Start of Source document

Positron emission tomography (PET) scans using [18F]-fluorodeoxyglucose ([18F]-FDG) can be used to assess areas with high rate of glucose metabolism caused by, i.e., inflammation, infections, and malignancies [18, 19]. [18F]-FDG PET imaging has also proven to be sensitive and specific for active lesions in CD [20‒26]. The drawback of PET imaging is the lack of anatomical references, but this issue can be solved by fusion technologies where a CT or magnetic resonance imaging (MRI) scan is done simultaneously. PET-CT scanners are more widely available than PET-MRI scanners. However, CT has limited soft tissue contrast, which is a major drawback especially in abdominal lesions. MRI has superior soft tissue contrast compared to CT, and the patients are not exposed to potentially harmful radiation [9]. MRI techniques have improved significantly with faster sequences, stronger gradients, and motion correction enabling detailed anatomic map for fusion imaging with PET scan [27, 28].

Fusion [18F]-FDG PET-MRI has been documented to be a reliable tool for evaluating intestinal metabolism [19, 29, 30], but its use has been limited due to cost, accessibility, and lack of standardized methods to quantify inflammation. Fusion PET-MRI using [18F]-FDG tracer has been documented to correlate with endoscopic inflammation activity in patients with known or suspected IBD in colon or terminal ileum [31] and is accurate in detecting active lesions and extraluminal disease in small bowel preoperatively [32]. To our knowledge, there is no previous study on fusion PET-MRI on diagnostics of small bowel Cohn’s disease. Our study aimed to prove that combined [18F]-FDG PET-MRE can be used to detect active CD inflammation in small bowel in patients with suspected CD. Secondary aim was to compare [18F]-FDG PET-MRE to MRE only in the diagnostics of CD [33].

End of Source document
Start of Source information

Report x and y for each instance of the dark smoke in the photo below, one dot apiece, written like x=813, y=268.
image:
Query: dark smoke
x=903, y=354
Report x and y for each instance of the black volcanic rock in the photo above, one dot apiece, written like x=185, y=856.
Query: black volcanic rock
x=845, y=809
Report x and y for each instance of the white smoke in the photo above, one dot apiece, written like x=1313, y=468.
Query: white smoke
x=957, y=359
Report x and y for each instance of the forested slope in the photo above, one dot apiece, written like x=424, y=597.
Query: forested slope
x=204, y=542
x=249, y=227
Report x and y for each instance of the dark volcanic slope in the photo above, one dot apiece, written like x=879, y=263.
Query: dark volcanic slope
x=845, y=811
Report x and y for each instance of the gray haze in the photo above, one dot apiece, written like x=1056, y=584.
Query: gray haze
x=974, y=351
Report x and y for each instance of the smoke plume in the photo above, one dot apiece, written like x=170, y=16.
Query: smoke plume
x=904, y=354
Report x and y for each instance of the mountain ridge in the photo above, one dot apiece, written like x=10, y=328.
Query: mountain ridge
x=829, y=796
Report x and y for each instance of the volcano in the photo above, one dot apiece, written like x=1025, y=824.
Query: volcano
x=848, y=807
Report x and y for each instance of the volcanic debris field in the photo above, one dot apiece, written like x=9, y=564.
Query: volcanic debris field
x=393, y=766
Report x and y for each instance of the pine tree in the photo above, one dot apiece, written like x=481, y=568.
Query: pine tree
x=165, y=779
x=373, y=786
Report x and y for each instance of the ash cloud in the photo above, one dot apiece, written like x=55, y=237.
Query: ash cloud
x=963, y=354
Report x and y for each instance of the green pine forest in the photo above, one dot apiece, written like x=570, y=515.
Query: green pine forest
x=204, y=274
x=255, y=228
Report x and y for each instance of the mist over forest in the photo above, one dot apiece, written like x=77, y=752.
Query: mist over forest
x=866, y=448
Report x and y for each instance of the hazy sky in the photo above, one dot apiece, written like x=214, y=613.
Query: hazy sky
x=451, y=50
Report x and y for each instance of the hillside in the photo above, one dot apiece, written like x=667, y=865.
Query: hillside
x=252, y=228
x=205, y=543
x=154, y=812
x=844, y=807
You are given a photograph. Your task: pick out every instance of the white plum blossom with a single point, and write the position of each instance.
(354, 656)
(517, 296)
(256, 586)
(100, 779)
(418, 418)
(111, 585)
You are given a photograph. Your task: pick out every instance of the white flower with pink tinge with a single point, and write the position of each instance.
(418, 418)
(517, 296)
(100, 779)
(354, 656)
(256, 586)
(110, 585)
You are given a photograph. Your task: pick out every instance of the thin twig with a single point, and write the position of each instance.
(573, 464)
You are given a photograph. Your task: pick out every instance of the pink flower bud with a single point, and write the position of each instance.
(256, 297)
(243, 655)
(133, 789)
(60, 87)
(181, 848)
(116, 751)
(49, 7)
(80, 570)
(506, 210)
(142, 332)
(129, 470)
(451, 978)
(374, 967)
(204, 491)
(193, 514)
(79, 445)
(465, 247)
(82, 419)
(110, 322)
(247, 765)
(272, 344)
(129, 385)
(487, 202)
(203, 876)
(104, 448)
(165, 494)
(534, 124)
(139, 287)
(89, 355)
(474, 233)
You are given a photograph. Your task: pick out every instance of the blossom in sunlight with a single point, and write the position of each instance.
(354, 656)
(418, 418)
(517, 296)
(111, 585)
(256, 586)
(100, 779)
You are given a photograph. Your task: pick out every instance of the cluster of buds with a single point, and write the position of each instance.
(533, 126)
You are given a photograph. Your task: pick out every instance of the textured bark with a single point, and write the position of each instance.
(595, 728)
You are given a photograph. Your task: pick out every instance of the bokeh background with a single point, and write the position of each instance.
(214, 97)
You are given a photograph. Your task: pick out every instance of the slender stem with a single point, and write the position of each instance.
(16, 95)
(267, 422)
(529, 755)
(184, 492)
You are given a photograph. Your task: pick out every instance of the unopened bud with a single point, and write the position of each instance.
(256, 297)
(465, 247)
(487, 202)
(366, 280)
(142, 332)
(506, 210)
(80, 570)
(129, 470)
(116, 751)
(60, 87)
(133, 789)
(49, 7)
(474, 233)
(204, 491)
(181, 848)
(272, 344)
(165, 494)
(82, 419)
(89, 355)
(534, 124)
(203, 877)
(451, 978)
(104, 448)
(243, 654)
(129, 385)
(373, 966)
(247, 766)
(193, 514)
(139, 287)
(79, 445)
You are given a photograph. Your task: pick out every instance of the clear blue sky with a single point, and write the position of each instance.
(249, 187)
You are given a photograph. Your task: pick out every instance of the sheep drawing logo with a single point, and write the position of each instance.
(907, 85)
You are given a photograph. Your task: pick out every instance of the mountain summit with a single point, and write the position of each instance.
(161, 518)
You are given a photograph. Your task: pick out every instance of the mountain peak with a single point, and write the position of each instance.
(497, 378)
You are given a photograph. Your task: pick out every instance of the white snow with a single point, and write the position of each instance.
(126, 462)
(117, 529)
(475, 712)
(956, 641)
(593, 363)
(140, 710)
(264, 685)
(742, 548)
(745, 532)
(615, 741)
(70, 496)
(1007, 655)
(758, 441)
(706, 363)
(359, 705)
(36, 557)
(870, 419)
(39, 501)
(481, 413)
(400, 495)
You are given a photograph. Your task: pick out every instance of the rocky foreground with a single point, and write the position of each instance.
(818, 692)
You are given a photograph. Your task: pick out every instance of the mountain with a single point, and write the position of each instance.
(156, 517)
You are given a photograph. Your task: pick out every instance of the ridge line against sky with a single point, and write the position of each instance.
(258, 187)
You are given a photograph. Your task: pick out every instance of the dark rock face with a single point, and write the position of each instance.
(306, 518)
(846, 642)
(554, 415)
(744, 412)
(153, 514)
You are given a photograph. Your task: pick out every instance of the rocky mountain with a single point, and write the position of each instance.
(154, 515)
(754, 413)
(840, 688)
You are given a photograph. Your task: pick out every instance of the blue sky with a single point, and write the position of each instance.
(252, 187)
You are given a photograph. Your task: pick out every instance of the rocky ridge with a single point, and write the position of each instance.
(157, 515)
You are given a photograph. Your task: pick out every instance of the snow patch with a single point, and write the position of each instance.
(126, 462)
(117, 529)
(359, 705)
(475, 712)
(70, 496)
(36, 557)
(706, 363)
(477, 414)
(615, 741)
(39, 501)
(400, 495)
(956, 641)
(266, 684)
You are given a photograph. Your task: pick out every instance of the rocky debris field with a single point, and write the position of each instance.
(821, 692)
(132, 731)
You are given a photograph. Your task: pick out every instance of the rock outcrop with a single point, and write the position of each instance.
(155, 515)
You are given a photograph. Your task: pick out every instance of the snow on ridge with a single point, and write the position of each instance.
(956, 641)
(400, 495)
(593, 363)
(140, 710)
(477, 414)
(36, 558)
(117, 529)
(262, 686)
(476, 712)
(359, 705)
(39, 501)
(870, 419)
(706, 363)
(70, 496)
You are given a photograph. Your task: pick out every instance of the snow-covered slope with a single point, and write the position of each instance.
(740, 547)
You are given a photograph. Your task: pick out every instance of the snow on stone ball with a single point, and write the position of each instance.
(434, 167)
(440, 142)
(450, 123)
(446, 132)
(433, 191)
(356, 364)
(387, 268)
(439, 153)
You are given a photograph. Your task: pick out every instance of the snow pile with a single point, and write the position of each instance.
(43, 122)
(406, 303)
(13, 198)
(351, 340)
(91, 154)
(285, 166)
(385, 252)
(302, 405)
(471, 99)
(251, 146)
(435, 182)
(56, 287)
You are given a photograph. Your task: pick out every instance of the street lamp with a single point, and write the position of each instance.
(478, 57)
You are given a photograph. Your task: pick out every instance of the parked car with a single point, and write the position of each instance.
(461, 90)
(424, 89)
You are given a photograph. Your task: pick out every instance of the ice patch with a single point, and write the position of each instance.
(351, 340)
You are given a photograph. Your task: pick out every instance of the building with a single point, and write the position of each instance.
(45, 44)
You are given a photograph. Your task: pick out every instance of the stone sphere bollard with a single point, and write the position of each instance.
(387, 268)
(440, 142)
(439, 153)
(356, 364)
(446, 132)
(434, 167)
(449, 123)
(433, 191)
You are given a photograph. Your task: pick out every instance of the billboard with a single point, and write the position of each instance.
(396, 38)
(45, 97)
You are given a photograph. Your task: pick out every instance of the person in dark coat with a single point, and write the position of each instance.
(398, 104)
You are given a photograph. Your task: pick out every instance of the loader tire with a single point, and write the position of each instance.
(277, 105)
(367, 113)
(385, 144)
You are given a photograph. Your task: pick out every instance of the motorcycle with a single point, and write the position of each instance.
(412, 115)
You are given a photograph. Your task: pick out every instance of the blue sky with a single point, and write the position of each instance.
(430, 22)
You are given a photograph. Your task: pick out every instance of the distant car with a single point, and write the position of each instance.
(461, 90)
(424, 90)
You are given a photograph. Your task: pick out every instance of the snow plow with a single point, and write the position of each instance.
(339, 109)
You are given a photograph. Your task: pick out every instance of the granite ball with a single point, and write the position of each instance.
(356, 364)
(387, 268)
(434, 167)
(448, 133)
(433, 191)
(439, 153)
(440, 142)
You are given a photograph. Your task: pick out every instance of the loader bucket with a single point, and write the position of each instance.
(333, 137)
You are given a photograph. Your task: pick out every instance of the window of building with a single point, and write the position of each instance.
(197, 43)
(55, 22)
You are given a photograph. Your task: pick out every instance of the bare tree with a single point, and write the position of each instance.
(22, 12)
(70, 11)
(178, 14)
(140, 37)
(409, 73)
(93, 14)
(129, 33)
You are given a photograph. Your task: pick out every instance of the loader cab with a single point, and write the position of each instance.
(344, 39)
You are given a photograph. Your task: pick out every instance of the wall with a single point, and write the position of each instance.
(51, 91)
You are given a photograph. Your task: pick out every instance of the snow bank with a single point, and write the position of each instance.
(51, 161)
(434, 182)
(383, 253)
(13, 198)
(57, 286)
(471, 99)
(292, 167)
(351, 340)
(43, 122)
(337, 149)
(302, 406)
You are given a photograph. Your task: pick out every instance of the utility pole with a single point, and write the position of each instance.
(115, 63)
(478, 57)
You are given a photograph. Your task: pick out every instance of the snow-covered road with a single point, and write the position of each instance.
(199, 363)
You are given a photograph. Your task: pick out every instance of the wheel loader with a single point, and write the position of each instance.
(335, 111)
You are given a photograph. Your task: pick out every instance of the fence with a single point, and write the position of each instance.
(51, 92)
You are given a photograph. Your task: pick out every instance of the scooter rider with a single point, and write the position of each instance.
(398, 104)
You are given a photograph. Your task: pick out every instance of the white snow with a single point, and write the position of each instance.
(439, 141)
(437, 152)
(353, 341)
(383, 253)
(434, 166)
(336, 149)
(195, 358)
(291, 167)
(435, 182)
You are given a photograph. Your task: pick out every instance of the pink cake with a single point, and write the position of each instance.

End of Source information

Explore the material →
A - Answer these from the PET-MRI text:
(i) Which kind of scanner is more widely available, PET-CT or PET-MRI?
(ii) What three things have limited the use of fusion [18F]-FDG PET-MRI?
(iii) What was the study's secondary aim?
B - Please write out the PET-MRI text from "Fusion [18F]-FDG PET-MRI" up to and including "of CD [33].".

Outputs in order →
A -
(i) PET-CT scanners.
(ii) Cost, accessibility, and lack of standardized methods to quantify inflammation.
(iii) To compare [18F]-FDG PET-MRE to MRE only in the diagnostics of CD.

B -
Fusion [18F]-FDG PET-MRI has been documented to be a reliable tool for evaluating intestinal metabolism [19, 29, 30], but its use has been limited due to cost, accessibility, and lack of standardized methods to quantify inflammation. Fusion PET-MRI using [18F]-FDG tracer has been documented to correlate with endoscopic inflammation activity in patients with known or suspected IBD in colon or terminal ileum [31] and is accurate in detecting active lesions and extraluminal disease in small bowel preoperatively [32]. To our knowledge, there is no previous study on fusion PET-MRI on diagnostics of small bowel Cohn’s disease. Our study aimed to prove that combined [18F]-FDG PET-MRE can be used to detect active CD inflammation in small bowel in patients with suspected CD. Secondary aim was to compare [18F]-FDG PET-MRE to MRE only in the diagnostics of CD [33].